• _Instruction 1_:
Count how many lines of the listing below contain the string "Trace", and reply with that number only.
● ● ● ●
After Guilderland made it 20-0, Albany fumbled the ensuing kick-off. The Dutchmen recovered at the Albany 32-yard line, but could not score.
Smith just missed hitting Nick Ranalli with a pass in the end zone on first down, and then the Dutch lost yards on the next two plays and had to punt.
"Ranalli’s got like 4.4 [second] speed," Smith said. "I threw a pretty good ball. I wanted to show that we have a passing game, and that I am a double threat."
Guilderland also got an interception from Jesse Lutz in the fourth quarter. Parker Wolfe recovered a fumble in the second quarter after Paul Malamood knocked the ball out of an Albany runners hands.
"The four fumble recoveries were huge," Penna said. "It’s great to get turnovers. We had them go against us a lot of times. I’m proud of how we came up with those opportunities."
Smith finished the game with 118 yards rushing and no yards passing. Booker rushed for 66 yards for the Dutchmen.
"A lot of potential"
"I was really pleased overall," Penna said after the game. "We were physical for most of the game and we knocked heads for four quarters. Albany has a lot of speed and at times they got big plays.
"We showed our youth tonight," Penna added. "We didn’t adjust to different formations and we shot ourselves in the foot. We executed somewhat on offense and showed that we had big-play kids. But to be where we want to be, which is a championship contender, we really need to clean up our mistakes."
The Dutchmen did a good job of limiting Albanys offense.
"They run the option and they have quick backs," Penna said. "We had to make sure we had quick pursuit and to break down when we were tackling. Overall, we did well. I was surprised we shut them out. If you were to say we would win by 20, I’d say we would win 40-20.
"Jesse made a big interception and almost had another one," Penna added. "Pete Stanish had another big game and Joe Cardillo at end was strong."
Penna is now looking for consistency for four quarters. He is confident it will come.
"We had first game jitters," the coach said. "We settled down in the second quarter and in the third we were flat. In the fourth, we picked it back up."
The Dutchmen travel to Queensbury on Saturday. Kick-off is at 1:30.
"The paper ranked teams and we were pretty high," Smith said. "But that is not good enough for us. We have a lot of potential. And I don’t know how anyone can stop us as long as we keep working and getting better"
"This is really big," Smith added of Friday’s win. "Last year, we made the playoffs, but we want to make a run."
Despite big win, Birds going back to work
By Tim Matteson
VOORHEESVILLE Dont get too excited, Voorheesville.
Saturdays 42-14 win was against a second-year varsity program and Coach Joe Sapienza knows his team has a lot to work on but also has a lot of potential.
Voorheesville scored early and often then cruised to an easy victory against Hoosic Valley, which first played a varsity schedule last fall.
"We played well in spurts," Sapienza said. "We won the game, 42-14, but we lost, 14-7, in the second half."
Of course, with a 42-0 lead, Sapienza cleared his bench and his less experienced players gave up two late touchdowns.
Hoosic Valley showed a lot of pride and athleticism throughout the game and especially in the fourth quarter.
But Voorheesville also has a lot of new players on its varsity team as well.
"We had to rely on the younger guys, no doubt about that," Sapienza said. "We’ll get better as we go."
Voorheesville received the opening kick-off and had its best drive of the game.
● ● ● ●
• _Instruction 2_:
Extend the high school football report above, picking up right after its last sentence.

Excerpt from a dataset:
● ● ● ●
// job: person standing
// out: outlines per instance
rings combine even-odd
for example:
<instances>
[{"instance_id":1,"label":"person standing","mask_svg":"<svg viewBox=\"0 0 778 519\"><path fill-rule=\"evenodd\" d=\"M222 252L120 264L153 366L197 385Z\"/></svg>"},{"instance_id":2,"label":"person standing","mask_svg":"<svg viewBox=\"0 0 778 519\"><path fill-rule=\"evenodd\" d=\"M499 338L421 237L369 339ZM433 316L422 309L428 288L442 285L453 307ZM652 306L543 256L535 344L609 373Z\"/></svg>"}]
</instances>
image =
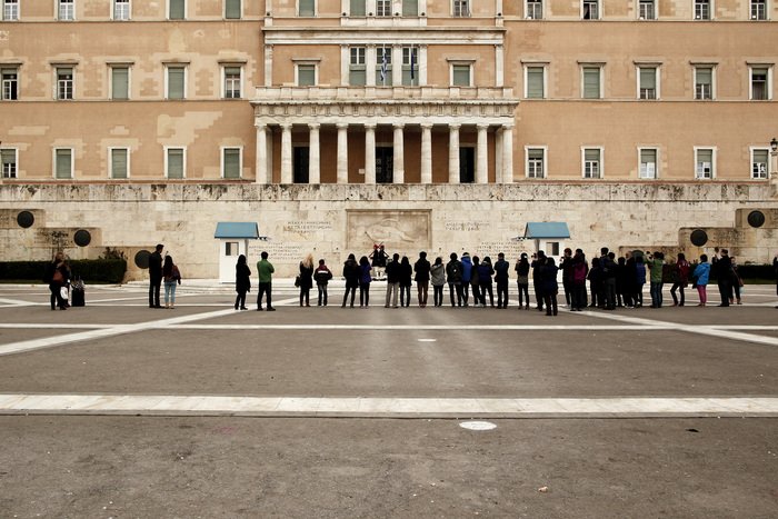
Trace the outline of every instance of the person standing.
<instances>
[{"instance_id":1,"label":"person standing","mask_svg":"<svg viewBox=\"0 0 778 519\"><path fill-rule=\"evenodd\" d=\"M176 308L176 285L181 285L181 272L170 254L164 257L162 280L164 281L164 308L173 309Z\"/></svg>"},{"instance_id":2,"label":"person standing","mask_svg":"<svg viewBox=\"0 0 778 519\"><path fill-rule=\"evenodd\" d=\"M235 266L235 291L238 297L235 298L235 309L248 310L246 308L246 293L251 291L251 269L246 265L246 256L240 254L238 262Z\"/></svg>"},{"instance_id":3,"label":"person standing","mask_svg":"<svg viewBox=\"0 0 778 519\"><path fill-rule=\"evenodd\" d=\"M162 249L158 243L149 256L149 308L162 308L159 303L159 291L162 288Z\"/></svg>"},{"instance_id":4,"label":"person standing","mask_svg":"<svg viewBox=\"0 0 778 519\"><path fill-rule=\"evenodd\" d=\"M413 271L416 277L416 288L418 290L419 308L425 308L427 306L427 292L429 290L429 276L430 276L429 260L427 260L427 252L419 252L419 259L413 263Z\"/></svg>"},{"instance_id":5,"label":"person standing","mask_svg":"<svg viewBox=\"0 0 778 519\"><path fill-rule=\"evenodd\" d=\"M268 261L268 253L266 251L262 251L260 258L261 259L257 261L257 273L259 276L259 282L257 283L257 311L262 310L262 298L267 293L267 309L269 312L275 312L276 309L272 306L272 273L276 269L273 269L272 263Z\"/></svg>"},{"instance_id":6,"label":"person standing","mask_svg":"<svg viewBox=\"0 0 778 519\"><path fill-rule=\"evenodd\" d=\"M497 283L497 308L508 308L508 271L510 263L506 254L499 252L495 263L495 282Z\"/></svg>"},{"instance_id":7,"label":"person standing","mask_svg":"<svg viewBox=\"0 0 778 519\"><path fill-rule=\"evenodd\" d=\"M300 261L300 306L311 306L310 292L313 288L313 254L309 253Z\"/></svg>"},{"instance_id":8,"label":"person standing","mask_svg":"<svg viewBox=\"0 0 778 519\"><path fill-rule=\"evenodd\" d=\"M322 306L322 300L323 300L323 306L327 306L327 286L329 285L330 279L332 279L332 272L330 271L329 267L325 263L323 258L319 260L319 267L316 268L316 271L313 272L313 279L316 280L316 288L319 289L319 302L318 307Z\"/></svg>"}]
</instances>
● ● ● ●
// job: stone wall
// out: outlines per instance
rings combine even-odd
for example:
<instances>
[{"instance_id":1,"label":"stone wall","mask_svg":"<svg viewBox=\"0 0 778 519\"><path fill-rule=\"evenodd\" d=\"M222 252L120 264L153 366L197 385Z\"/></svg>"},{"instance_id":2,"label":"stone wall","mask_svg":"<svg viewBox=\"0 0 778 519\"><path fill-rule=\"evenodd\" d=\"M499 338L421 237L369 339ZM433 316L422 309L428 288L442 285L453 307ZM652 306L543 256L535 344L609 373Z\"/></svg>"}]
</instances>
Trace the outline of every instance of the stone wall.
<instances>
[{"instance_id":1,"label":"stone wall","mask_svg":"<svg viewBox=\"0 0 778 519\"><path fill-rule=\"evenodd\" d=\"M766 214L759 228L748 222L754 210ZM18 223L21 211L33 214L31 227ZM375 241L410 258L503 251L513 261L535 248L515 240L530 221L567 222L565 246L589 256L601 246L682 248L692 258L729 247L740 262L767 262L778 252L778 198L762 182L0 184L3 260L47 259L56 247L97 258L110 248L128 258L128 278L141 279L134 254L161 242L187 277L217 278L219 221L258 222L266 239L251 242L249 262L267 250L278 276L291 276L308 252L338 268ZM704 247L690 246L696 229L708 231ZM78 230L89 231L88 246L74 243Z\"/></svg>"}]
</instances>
● ● ● ●
• _Result 1_:
2

• _Result 2_:
The Blackbirds started at their own 27-yard line and moved the ball down the field using the running of Pat Jones and Adam Duncan along with the passing of quarterback Jay Conde.
The Blackbirds scored in 12 plays. The 12th was a one-yard run by Jones for a touchdown.
Lee Fenner, the goalie on the Voorheesville soccer team, kicked the extra point to give the Blackbirds a 7-0 lead.
Jones scored on a 75-yard run later in the first quarter.
Hoosic Valley had a nice drive going but stalled on the Voorheesville 25-yard line as the Indians could not pick up a first down.
The Blackbirds took the ball and Jones got a hand off from Conde. Jones ran to the left side and up the visitors sideline untouched for a 75-yard score.
Fenner booted the extra point and Voorheesville led, 14-0.
Hoosic Valley had another good drive starting late in the first quarter. The Indians moved the ball and got a first-and-goal on the Voorheesville seven-yard line.
After a run lost three yards and an incomplete pass, another Hoosic Valley pass was tipped into the air.
The ball landed in the waiting arms of Voorheesvilles Jordan Murphy who raced down the far sideline and 93 yards later had a touchdown for the Blackbirds.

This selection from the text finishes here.